- **Written exercise**: Reproduce the stretch from the line containing "detect man's nose." through the line containing "left=146, top=222, right=194, bottom=263", switching "man's nose" to "man's chin" and leaving everything else unchanged.

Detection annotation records
● ● ● ● ● ● ●
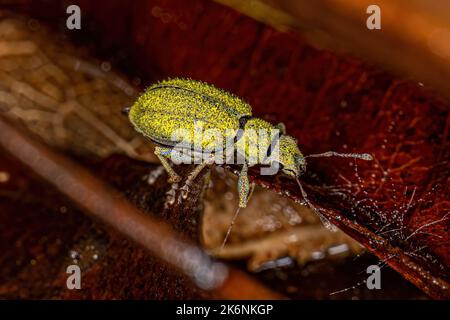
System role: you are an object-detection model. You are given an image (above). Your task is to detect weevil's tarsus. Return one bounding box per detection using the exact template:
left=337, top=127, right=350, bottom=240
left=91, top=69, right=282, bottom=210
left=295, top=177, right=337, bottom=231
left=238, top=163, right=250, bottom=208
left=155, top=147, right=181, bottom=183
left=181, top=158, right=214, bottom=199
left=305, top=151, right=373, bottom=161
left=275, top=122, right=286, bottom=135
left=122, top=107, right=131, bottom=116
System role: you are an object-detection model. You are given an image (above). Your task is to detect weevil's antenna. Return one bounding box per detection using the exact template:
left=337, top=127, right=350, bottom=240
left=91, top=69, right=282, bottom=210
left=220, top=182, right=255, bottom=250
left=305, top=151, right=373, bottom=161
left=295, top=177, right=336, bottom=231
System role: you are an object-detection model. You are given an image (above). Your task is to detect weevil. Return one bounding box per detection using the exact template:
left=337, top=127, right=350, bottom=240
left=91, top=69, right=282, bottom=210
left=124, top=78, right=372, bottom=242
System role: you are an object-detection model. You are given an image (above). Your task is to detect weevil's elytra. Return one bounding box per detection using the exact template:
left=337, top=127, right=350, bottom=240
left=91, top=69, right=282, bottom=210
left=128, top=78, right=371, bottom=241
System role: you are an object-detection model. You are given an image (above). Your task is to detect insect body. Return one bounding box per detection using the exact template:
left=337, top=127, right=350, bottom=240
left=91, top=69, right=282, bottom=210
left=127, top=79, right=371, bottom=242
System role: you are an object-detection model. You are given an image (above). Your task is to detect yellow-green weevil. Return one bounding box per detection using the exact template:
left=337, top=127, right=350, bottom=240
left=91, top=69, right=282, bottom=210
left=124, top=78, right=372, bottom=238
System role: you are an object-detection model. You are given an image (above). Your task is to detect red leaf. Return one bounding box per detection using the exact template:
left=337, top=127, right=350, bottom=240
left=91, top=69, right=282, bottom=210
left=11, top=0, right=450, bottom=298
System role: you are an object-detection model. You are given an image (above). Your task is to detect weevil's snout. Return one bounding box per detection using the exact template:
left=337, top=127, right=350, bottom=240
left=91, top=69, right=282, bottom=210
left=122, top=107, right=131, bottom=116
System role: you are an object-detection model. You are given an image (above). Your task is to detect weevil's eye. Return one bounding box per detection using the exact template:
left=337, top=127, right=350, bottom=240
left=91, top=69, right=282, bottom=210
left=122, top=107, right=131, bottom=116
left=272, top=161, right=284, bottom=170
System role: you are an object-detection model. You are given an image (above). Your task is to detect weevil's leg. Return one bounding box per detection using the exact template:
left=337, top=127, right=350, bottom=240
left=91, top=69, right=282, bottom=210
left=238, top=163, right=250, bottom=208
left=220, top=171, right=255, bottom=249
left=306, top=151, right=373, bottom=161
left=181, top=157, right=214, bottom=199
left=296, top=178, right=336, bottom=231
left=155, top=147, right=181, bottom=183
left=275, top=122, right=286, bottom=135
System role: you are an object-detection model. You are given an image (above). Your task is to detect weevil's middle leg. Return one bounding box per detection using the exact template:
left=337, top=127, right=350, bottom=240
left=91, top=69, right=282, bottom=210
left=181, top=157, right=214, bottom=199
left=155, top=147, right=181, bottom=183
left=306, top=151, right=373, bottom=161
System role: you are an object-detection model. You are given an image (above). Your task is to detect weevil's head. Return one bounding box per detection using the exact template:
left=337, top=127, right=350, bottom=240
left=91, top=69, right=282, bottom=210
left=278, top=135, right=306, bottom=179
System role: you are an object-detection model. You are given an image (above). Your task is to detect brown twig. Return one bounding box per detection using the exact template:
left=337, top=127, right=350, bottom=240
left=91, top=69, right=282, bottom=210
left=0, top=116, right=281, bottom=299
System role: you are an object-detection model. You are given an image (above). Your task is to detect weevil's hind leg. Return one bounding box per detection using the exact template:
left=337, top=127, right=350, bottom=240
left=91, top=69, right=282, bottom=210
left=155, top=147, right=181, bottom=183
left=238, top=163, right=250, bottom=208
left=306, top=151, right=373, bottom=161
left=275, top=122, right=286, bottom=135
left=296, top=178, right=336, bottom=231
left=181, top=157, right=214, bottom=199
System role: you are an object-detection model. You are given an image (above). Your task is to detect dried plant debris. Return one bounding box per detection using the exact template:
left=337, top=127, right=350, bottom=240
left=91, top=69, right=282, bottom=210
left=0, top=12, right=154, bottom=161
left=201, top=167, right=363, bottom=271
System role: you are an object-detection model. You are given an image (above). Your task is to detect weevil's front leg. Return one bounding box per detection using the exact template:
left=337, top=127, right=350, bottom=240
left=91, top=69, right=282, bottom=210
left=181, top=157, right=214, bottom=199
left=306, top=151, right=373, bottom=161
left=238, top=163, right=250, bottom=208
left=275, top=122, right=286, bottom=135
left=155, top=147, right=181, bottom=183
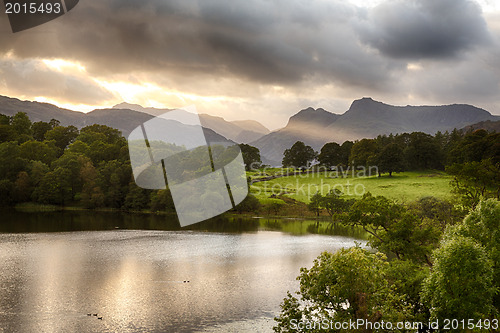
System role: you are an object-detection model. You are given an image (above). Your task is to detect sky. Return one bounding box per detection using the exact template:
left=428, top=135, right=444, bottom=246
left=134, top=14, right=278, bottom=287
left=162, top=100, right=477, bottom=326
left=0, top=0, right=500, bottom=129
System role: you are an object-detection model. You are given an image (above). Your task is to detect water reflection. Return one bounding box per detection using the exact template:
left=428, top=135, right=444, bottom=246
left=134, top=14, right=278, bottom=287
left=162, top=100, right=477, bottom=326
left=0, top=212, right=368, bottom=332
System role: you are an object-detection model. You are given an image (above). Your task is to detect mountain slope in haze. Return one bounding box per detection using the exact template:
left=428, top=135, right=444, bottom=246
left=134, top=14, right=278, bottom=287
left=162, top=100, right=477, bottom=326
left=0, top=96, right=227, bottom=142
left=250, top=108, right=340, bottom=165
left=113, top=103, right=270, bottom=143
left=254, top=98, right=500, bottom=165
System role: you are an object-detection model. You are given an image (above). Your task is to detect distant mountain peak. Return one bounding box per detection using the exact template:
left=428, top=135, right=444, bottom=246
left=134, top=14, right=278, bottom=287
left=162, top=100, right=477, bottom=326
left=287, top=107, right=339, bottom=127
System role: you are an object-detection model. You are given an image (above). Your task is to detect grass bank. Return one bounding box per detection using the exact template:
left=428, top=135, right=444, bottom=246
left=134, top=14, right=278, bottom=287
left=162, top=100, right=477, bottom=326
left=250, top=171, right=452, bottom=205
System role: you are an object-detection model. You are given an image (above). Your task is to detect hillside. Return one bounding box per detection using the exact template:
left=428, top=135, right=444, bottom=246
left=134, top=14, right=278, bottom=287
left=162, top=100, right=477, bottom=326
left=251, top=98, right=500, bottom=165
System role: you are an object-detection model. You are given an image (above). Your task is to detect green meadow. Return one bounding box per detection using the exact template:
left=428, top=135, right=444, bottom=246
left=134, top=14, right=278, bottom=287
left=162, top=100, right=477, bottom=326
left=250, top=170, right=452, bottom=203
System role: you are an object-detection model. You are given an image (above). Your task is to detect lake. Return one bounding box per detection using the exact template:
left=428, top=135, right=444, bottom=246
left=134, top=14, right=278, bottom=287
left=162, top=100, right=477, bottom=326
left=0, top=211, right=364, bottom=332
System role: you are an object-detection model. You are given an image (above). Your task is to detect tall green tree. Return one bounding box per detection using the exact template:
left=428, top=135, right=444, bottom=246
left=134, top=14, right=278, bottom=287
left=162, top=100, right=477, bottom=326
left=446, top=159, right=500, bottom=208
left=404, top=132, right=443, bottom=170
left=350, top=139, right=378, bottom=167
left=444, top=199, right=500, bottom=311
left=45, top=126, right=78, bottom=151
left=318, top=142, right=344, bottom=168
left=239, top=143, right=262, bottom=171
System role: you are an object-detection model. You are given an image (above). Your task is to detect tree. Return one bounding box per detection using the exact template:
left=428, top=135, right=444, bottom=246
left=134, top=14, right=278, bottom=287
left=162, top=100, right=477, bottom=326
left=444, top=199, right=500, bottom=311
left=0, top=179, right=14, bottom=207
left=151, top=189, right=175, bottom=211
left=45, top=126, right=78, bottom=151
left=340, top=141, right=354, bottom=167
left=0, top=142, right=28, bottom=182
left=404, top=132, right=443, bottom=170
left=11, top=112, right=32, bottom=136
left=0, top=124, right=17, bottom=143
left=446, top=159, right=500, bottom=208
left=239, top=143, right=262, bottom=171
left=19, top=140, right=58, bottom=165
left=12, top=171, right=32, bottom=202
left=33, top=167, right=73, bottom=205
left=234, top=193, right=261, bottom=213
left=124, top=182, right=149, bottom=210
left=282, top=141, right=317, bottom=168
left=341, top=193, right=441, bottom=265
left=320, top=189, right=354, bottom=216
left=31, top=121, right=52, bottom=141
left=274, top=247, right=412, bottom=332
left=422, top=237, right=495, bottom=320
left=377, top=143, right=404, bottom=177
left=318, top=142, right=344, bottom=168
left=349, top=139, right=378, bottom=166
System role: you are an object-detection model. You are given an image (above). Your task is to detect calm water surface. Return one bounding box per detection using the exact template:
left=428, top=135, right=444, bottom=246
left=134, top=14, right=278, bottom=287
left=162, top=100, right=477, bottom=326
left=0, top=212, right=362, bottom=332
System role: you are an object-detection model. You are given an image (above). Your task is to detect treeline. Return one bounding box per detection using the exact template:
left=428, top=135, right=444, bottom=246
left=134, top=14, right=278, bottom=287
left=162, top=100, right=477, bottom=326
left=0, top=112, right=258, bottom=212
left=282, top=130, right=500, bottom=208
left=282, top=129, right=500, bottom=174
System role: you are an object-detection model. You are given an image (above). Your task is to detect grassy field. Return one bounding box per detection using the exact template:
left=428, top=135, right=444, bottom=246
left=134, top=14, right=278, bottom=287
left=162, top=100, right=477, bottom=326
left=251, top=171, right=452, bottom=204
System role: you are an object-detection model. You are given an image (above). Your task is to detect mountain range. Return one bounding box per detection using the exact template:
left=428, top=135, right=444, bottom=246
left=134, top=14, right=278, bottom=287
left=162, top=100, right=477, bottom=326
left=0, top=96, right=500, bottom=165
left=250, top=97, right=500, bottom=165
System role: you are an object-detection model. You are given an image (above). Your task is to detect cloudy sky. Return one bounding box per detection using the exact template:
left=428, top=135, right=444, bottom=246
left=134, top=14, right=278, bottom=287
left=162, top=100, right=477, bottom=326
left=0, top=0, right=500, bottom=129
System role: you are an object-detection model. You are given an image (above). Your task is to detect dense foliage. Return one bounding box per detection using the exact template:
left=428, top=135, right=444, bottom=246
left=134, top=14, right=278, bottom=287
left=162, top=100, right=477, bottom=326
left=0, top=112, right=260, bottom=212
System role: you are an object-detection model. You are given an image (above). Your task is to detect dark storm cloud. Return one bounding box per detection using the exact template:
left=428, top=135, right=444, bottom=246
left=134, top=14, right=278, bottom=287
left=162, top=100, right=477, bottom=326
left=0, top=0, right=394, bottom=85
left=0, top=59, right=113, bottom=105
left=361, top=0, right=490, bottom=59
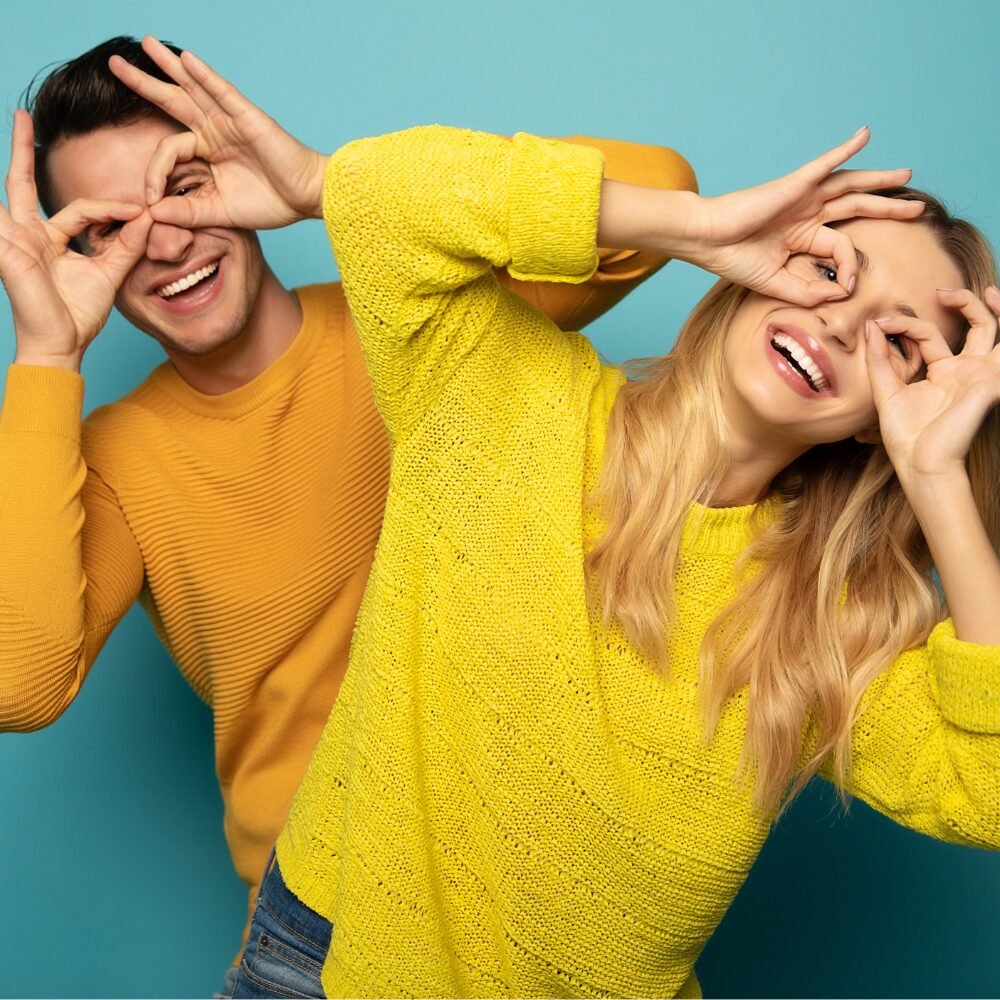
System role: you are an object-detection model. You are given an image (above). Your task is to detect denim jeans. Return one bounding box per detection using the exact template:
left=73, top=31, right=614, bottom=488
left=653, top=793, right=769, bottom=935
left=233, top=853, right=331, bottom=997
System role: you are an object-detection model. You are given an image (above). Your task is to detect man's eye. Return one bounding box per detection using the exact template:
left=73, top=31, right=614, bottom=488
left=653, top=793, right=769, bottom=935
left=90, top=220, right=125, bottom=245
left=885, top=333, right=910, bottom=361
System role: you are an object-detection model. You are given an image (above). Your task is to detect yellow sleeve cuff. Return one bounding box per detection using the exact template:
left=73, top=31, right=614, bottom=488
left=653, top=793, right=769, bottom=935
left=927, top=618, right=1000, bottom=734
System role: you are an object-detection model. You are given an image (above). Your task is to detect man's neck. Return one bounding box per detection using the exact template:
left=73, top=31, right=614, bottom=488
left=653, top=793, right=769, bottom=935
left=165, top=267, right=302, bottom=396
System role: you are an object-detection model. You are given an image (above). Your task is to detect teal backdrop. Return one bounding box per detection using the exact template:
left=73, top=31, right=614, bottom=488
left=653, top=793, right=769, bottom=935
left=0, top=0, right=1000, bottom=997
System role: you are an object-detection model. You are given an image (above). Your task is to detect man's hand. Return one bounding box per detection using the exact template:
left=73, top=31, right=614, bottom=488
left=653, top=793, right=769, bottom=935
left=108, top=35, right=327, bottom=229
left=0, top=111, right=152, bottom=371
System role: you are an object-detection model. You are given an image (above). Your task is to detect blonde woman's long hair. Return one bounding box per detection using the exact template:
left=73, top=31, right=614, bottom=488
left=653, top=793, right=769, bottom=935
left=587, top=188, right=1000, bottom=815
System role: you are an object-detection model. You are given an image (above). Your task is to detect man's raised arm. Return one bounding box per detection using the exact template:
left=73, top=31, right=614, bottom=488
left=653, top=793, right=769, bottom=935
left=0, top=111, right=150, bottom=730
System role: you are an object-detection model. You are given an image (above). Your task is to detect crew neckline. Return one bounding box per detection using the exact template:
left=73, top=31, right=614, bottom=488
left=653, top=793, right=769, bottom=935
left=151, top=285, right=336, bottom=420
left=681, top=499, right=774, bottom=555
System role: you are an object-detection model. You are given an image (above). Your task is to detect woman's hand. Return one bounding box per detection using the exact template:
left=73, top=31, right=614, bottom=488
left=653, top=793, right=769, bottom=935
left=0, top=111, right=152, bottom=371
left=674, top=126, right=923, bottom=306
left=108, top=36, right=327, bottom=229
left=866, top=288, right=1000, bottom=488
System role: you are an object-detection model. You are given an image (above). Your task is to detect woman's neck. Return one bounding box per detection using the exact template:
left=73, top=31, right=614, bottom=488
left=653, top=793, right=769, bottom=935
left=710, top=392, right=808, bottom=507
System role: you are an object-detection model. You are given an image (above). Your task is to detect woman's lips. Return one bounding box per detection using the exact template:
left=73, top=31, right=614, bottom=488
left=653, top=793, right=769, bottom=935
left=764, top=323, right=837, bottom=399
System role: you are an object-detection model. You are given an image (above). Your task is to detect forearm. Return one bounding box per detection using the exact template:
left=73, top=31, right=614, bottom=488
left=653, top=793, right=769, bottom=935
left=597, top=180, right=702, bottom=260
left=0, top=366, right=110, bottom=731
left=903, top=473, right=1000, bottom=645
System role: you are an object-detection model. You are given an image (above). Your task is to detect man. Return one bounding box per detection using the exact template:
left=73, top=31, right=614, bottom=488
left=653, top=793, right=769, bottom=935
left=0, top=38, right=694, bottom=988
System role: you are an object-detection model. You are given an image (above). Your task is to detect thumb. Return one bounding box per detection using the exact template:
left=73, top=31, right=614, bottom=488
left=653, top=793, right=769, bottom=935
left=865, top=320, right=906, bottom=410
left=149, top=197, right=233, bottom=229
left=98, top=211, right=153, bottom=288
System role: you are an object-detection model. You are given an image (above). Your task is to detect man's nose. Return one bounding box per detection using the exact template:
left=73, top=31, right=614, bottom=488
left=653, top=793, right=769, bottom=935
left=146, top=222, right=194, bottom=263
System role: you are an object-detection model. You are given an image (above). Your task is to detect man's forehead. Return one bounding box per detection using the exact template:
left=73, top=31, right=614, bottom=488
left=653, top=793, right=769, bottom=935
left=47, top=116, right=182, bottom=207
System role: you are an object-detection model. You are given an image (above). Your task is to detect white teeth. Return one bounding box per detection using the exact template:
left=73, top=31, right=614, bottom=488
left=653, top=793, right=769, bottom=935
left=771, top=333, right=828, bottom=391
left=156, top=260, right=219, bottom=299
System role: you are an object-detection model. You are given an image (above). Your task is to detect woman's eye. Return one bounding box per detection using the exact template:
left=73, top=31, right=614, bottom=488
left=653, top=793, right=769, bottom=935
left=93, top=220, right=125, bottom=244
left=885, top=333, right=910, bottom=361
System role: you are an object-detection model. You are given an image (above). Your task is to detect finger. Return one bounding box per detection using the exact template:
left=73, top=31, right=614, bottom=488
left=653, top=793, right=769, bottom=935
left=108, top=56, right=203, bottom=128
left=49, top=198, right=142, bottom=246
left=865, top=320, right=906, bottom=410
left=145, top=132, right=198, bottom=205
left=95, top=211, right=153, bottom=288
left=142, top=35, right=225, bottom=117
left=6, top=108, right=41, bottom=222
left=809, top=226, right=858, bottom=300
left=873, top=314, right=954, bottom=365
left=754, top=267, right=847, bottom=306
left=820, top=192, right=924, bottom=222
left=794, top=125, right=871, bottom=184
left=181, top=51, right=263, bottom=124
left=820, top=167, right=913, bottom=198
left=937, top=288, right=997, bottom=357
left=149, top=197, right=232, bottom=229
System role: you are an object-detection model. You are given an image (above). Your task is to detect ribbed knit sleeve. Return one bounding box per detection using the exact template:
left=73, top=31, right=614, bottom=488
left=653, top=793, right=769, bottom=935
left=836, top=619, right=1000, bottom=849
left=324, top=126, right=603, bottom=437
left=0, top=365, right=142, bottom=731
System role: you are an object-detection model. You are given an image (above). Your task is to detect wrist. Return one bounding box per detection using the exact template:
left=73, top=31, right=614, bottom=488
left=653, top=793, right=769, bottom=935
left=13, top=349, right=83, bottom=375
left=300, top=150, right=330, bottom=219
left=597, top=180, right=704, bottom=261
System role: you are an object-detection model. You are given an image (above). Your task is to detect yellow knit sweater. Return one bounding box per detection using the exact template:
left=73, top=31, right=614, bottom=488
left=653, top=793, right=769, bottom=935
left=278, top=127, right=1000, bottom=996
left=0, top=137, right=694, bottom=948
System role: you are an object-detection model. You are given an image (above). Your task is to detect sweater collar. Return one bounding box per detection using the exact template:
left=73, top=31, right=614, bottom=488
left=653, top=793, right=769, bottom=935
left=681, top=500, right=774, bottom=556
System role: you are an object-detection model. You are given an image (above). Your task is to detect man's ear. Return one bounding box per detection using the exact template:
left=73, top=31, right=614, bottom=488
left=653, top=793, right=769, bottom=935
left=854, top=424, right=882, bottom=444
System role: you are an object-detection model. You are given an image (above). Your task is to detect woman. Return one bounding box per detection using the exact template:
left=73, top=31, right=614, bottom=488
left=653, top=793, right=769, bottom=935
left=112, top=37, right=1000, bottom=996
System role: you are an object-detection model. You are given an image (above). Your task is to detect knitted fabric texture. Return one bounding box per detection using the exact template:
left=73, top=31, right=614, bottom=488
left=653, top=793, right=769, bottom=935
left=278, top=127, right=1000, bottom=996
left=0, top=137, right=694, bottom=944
● ● ● ● ● ● ●
- **Final result**:
System role: you are an object-detection model. You are given an image (above). Your task is to detect man's chin. Return one bounding box per detection using the exact template:
left=73, top=31, right=614, bottom=488
left=653, top=793, right=769, bottom=935
left=146, top=222, right=194, bottom=263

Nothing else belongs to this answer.